EXERCISE OBJECTIVE:
List every line below containing "light".

** Opening MATERIAL FOR THIS EXERCISE block **

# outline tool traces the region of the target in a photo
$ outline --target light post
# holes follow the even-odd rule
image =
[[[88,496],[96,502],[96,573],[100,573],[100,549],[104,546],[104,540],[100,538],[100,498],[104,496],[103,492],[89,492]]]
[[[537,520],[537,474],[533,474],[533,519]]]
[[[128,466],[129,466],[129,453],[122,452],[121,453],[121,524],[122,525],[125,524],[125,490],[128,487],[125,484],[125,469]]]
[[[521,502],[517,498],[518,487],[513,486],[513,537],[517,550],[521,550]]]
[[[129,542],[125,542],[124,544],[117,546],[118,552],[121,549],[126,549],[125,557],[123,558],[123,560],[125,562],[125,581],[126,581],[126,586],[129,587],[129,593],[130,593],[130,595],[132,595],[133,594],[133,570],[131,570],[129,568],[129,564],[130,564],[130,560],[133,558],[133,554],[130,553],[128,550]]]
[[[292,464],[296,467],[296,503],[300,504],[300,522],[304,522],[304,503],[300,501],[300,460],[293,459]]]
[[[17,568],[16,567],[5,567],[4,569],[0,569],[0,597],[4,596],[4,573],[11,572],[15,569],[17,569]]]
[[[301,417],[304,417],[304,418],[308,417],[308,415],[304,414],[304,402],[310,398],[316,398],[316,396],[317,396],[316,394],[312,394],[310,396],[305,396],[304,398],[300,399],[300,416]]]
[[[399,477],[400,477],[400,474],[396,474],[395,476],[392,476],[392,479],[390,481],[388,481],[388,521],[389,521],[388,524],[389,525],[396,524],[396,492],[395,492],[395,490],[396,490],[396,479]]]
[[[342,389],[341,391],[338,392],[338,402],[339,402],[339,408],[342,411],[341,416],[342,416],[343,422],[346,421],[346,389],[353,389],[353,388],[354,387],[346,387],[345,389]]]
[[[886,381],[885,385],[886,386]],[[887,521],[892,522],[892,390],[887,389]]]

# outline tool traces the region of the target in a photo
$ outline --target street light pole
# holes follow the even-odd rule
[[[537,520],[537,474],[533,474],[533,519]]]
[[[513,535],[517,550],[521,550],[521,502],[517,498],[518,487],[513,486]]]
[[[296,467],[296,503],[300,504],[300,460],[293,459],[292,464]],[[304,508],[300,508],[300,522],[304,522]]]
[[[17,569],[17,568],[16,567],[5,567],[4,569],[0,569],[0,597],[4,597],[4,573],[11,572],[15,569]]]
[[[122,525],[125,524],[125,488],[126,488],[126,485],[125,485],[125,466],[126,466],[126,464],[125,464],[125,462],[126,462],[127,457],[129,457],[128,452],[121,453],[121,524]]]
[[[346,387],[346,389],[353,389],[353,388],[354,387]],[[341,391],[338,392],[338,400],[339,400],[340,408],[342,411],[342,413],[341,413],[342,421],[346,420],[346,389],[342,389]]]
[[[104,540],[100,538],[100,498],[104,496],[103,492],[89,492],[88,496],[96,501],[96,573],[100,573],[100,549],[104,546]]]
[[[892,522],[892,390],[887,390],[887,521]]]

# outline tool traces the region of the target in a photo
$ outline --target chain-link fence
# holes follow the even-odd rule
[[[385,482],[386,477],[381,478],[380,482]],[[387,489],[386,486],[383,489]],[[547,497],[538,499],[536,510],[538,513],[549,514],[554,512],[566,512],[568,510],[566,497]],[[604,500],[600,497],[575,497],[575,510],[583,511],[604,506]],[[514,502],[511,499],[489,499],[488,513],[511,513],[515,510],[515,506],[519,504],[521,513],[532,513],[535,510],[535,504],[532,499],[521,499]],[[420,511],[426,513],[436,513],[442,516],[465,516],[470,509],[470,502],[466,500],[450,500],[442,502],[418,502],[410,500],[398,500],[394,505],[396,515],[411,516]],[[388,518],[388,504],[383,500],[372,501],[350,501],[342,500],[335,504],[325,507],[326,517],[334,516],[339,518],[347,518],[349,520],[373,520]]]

** Closing MATERIAL FOR THIS EXERCISE block **

WRITTEN RESPONSE:
$ outline --target light post
$ outline --target street light pole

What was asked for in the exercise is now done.